Text shown:
++++

Lindsey Vonn finished just off the podium (top 3) twice in Aspen over the weekend, but already this season has scored her first World Cup win in slalom and now her best result in GS.
Courtesy of U.S. Ski Team 
Vail’s Vonn, now a threat in tech races, eyes all-time ski-racing greatness
Ski Club Vail product picks up two fourth-place finishes in Aspen
By David O. Williams

December 1, 2008 — Heading into last year’s Aspen Winternational World Cup ski races, Vail’s Lindsey Vonn was coming off a downhill win in Canada and was expected to dominate that speed event in the only women’s races in the United States each season.

At last weekend’s races there is no downhill, just the two technical events of slalom and giant slalom, but expectations might have been even higher for the winningest American speed skier of all-time.

That’s because Vonn, who en route to winning the overall World Cup title last season captured her 10th career downhill victory – passing Picabo Street and Daron Rahlves on the all-time U.S. list – was coming off a shocking win in the slalom opener in Levi, Finland, Nov. 15.

“There’s no way I could have predicted my first win [of the season] would be a slalom,” Vonn said of Finland, which gave her 14 career World Cup victories, just four shy of Tamara McKinney’s American women’s mark of 18 wins. “It feels pretty good to go back to my roots and know that I can ski well again in slalom.”

++++

Data rows:
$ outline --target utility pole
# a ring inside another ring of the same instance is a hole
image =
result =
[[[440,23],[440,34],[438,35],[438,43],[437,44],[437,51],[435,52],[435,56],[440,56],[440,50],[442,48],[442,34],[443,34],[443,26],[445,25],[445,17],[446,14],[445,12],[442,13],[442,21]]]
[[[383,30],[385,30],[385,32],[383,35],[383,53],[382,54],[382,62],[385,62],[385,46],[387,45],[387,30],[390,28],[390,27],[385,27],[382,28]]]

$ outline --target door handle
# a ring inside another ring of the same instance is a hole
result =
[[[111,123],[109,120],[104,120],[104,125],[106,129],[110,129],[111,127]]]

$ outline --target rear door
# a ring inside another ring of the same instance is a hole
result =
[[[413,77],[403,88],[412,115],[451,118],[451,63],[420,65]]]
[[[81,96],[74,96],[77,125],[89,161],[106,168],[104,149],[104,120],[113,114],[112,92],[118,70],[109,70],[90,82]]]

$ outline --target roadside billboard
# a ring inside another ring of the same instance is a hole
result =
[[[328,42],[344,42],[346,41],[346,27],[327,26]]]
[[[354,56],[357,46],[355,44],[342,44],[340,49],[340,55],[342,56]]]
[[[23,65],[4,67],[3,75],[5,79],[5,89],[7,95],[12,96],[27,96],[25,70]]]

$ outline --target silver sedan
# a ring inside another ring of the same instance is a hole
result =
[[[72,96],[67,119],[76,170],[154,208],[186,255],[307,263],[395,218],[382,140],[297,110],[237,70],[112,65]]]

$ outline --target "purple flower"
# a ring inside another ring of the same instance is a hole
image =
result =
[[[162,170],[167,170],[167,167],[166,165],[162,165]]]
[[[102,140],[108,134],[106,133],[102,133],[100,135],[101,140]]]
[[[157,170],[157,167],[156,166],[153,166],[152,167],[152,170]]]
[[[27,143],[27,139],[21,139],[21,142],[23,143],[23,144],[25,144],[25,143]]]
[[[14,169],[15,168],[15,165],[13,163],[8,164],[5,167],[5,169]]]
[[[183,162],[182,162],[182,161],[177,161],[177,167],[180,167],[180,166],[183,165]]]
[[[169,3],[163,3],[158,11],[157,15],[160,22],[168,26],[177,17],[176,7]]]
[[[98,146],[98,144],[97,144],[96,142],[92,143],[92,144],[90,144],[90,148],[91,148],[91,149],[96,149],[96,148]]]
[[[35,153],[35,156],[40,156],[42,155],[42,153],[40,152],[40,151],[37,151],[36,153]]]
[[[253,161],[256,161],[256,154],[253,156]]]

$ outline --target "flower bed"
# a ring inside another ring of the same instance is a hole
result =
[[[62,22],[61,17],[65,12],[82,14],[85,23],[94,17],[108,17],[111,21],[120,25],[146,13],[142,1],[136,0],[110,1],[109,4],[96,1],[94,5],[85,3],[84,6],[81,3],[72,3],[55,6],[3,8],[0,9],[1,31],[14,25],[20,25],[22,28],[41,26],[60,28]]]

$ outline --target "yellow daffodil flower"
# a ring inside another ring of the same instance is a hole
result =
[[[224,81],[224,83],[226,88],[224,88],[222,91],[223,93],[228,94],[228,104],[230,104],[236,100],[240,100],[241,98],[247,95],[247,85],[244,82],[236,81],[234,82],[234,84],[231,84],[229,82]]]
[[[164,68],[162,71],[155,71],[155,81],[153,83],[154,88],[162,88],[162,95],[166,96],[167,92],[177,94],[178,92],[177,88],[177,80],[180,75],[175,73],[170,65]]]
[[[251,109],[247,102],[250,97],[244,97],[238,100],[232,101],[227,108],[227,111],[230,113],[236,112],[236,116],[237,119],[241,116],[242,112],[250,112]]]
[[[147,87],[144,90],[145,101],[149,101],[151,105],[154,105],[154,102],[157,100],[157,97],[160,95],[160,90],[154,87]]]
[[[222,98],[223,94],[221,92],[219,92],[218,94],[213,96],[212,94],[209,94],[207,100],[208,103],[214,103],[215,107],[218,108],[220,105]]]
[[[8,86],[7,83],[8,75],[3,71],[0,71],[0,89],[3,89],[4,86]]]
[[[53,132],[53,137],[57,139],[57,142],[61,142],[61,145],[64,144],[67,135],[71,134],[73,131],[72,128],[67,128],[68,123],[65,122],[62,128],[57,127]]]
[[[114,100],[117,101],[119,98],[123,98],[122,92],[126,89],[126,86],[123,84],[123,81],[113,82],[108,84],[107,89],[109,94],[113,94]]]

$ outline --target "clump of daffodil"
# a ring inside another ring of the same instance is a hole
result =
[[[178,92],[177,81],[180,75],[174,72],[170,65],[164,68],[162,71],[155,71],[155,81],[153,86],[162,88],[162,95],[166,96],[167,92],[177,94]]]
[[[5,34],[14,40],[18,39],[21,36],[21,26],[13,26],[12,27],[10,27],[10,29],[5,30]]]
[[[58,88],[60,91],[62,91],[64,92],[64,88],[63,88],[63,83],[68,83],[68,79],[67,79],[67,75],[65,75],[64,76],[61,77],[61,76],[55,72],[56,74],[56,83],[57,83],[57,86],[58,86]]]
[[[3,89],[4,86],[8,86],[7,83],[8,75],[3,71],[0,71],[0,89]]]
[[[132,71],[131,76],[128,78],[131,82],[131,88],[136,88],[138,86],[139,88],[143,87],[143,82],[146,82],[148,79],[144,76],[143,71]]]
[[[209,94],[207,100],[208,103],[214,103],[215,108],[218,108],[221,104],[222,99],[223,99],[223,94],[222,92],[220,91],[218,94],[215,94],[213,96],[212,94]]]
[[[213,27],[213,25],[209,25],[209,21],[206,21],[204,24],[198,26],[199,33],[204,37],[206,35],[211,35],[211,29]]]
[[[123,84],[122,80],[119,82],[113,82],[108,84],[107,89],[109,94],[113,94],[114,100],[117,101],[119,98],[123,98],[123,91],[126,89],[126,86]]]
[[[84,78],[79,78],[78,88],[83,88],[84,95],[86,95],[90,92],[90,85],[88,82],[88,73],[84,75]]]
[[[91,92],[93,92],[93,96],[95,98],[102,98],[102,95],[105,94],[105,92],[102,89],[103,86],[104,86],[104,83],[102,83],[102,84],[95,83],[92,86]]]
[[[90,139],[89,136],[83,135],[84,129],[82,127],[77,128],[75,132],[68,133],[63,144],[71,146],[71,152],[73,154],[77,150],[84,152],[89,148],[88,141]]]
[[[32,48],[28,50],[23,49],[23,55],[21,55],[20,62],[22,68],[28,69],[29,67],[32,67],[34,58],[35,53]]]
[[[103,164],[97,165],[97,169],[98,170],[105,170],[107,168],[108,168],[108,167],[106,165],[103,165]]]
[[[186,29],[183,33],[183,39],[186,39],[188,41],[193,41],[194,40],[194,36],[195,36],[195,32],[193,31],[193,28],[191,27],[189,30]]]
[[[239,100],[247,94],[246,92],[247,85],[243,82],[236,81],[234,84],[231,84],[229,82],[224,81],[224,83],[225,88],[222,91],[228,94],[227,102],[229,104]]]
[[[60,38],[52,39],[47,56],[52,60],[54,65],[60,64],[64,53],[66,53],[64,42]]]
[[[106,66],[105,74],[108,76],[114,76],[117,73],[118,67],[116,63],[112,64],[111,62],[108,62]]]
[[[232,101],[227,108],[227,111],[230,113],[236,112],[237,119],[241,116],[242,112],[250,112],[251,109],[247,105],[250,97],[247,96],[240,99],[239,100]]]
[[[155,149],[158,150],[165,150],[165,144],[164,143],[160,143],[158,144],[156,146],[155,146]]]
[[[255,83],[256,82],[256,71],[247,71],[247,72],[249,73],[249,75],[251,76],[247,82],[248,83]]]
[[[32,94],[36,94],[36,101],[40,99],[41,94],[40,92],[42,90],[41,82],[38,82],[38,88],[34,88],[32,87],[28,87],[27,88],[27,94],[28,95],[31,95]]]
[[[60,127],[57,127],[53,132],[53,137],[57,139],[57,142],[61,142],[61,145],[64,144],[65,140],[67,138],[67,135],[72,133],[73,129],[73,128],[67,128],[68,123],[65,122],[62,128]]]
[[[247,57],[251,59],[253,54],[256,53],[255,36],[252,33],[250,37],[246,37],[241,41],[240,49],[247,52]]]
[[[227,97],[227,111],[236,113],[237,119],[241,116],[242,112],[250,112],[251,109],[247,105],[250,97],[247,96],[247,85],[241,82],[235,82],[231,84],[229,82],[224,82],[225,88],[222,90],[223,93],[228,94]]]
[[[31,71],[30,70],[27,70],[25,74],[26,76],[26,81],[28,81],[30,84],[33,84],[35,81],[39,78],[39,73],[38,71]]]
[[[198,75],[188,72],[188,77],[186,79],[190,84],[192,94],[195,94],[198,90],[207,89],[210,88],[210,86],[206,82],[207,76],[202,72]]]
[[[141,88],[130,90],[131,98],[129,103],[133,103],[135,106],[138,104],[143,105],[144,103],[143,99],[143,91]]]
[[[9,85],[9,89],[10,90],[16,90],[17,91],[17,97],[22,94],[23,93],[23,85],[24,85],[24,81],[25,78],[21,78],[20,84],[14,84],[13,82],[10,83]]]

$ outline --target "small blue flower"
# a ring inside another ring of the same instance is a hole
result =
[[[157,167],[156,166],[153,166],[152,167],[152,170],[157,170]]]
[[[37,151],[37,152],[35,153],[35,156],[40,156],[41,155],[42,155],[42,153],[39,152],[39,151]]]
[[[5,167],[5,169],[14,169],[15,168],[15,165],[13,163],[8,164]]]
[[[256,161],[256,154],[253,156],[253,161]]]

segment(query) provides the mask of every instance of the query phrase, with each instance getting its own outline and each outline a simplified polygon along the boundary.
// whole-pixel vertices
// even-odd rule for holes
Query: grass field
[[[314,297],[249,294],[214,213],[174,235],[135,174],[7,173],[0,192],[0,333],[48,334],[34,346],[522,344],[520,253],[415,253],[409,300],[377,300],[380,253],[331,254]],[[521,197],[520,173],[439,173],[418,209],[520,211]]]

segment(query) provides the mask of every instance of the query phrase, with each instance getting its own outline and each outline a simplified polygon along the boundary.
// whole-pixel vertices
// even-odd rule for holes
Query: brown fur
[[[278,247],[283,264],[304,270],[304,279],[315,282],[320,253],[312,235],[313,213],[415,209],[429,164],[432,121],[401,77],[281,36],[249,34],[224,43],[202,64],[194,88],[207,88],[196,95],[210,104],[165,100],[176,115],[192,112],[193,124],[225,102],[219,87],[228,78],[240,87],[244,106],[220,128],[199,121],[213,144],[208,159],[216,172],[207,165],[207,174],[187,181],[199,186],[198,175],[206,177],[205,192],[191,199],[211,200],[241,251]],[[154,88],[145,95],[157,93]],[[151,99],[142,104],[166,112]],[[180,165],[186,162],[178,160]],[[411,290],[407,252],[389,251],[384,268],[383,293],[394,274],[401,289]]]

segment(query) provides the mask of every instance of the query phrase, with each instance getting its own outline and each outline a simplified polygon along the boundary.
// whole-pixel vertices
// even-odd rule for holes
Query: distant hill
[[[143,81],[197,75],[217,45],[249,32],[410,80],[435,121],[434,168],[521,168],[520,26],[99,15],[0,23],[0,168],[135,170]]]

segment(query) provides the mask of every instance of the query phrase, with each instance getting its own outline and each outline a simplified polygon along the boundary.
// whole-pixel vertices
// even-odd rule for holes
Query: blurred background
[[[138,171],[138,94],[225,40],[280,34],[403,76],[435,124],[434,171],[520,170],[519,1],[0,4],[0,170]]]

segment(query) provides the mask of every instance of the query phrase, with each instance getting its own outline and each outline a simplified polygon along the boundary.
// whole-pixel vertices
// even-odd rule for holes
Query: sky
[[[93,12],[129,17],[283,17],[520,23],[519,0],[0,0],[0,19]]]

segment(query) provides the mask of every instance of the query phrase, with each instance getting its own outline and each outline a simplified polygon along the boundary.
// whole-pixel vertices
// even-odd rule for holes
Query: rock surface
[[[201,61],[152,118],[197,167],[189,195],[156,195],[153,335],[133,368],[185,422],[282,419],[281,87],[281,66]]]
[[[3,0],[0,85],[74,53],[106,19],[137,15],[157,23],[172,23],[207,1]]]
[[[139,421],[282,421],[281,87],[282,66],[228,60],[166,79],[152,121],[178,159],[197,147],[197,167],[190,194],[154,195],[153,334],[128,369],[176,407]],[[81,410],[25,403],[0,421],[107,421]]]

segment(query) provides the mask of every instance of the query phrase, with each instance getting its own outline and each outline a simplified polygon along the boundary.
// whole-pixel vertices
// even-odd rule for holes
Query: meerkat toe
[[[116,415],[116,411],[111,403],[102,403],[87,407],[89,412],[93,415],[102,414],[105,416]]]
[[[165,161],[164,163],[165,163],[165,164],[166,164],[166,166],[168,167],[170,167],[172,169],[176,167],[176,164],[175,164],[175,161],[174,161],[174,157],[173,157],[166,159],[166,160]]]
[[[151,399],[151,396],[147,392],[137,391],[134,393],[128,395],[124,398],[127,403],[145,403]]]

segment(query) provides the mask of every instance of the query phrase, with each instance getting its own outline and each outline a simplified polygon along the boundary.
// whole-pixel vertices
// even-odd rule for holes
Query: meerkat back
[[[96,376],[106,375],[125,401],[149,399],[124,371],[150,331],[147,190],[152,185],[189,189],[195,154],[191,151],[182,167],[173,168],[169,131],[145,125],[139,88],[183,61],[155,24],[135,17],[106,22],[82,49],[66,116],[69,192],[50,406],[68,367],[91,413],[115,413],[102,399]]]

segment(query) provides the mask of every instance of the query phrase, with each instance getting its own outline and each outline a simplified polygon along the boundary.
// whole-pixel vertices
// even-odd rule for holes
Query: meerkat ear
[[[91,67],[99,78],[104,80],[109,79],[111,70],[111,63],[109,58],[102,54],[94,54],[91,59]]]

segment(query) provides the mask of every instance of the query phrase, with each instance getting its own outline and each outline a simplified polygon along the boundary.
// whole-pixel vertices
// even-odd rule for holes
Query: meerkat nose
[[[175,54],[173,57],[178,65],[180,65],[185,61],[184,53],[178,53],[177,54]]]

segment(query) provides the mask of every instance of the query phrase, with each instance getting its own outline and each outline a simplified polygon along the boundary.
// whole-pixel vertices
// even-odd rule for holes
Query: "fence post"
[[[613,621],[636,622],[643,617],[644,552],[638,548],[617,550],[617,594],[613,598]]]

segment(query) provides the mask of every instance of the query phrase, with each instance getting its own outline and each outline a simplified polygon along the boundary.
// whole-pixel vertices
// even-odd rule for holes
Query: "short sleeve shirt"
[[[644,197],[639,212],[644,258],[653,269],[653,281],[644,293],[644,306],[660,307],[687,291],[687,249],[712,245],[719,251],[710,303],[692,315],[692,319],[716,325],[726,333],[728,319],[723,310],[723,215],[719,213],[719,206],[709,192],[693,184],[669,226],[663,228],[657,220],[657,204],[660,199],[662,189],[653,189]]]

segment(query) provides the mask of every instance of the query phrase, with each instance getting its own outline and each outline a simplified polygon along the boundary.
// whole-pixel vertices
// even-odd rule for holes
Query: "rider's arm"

++++

Task prompt: Retype the passage of the Lindsey Vonn article above from "At last weekend’s" to "Finland, Nov. 15.", keeping every word and mark identical to the original.

Response below:
At last weekend’s races there is no downhill, just the two technical events of slalom and giant slalom, but expectations might have been even higher for the winningest American speed skier of all-time.

That’s because Vonn, who en route to winning the overall World Cup title last season captured her 10th career downhill victory – passing Picabo Street and Daron Rahlves on the all-time U.S. list – was coming off a shocking win in the slalom opener in Levi, Finland, Nov. 15.